Saved entries
........

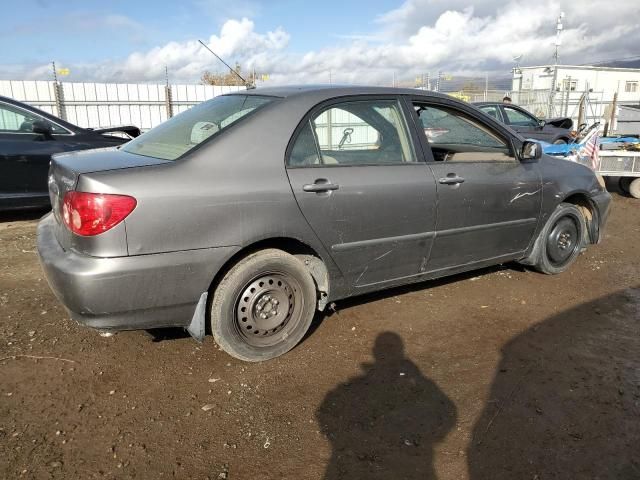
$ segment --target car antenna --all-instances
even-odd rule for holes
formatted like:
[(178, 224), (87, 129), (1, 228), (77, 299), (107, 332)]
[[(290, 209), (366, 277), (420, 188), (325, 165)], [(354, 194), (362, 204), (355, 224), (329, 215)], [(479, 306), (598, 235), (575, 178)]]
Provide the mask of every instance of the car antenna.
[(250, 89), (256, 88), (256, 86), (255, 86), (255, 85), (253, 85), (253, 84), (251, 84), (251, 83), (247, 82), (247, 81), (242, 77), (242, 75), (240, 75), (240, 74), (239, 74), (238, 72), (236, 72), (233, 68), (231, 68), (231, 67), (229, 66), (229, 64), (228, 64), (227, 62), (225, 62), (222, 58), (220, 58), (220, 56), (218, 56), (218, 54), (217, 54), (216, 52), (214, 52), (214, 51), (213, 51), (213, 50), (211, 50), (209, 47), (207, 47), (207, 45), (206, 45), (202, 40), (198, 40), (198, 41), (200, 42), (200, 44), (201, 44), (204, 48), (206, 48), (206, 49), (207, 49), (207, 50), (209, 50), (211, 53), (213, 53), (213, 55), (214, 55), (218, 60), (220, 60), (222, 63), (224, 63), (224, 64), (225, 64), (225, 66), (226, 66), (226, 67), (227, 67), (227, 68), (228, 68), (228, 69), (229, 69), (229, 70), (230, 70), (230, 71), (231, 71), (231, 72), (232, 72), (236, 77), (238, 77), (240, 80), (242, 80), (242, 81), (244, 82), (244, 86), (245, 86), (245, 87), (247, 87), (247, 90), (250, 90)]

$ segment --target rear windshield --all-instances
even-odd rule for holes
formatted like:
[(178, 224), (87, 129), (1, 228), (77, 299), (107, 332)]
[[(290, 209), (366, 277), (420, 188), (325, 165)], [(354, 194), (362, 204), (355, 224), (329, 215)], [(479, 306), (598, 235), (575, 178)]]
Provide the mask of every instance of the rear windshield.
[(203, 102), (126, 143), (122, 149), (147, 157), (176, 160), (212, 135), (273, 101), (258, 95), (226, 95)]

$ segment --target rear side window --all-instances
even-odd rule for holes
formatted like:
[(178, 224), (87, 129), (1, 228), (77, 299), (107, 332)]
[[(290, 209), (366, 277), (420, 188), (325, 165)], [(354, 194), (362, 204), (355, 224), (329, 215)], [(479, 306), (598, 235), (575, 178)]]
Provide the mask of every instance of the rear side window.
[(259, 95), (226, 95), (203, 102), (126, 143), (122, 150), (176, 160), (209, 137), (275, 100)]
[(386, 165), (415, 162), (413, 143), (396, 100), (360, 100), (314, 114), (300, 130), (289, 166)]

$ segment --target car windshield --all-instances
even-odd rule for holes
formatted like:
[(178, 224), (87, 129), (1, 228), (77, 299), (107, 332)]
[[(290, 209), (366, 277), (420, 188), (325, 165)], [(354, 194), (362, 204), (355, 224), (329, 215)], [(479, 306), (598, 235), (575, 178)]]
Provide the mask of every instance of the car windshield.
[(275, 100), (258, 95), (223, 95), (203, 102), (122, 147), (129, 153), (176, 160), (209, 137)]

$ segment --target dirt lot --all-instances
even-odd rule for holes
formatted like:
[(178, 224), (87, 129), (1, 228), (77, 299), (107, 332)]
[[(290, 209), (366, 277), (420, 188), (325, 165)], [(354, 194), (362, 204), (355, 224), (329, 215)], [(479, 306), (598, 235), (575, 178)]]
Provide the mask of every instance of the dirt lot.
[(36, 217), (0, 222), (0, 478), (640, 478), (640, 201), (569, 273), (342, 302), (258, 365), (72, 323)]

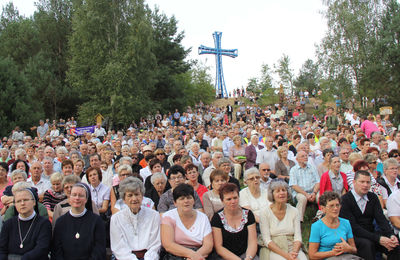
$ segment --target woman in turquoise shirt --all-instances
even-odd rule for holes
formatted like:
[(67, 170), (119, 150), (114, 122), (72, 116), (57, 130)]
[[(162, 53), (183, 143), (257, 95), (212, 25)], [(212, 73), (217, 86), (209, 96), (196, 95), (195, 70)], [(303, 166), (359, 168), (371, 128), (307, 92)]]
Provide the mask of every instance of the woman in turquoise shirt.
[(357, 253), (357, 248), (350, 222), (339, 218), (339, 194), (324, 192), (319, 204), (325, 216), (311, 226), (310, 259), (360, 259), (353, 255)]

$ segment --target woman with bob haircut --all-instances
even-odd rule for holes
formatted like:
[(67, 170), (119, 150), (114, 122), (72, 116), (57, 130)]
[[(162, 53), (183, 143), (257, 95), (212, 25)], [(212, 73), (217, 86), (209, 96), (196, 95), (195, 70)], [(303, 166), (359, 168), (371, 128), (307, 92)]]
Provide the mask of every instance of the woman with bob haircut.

........

WHAT YOU HAVE TO DO => Omit the pictures and retype exactly the lines from the one containing "Provide the mask of every instance of the car windshield." through the end of the entries above.

TASK RESPONSE =>
Provide the mask of every instance of the car windshield.
[(275, 100), (258, 95), (223, 95), (203, 102), (122, 147), (129, 153), (176, 160), (209, 137)]

$ segment --target dirt lot --all-instances
even-odd rule for holes
formatted like:
[(178, 224), (87, 129), (1, 228), (77, 299), (107, 332)]
[[(290, 209), (366, 277), (420, 188), (325, 165)], [(354, 194), (362, 204), (355, 224), (329, 215)], [(479, 306), (598, 235), (575, 178)]]
Provide the mask of every instance of the dirt lot.
[(36, 217), (0, 222), (0, 478), (640, 478), (640, 201), (569, 273), (342, 302), (258, 365), (72, 323)]

$ segment --target woman in turquoise shirt --all-instances
even-odd rule for holes
formatted like:
[(67, 170), (119, 150), (114, 122), (72, 116), (57, 130)]
[[(162, 53), (183, 143), (257, 95), (212, 25)], [(212, 73), (217, 86), (209, 96), (196, 95), (195, 70)], [(303, 166), (359, 168), (371, 128), (307, 92)]]
Provide the mask of every instance of the woman in turquoise shirt.
[(357, 253), (357, 248), (350, 222), (339, 218), (339, 194), (324, 192), (319, 204), (325, 216), (311, 226), (310, 259), (360, 259), (353, 255)]

$ segment --target woman with bob haircut --all-instances
even-odd rule for holes
formatted like:
[(67, 170), (119, 150), (114, 122), (72, 116), (57, 130)]
[[(162, 53), (183, 143), (257, 95), (212, 25)], [(212, 73), (217, 86), (209, 96), (196, 95), (195, 70)], [(303, 166), (359, 168), (371, 128), (307, 92)]]
Provide the mask of every instance of the woman with bob haircut.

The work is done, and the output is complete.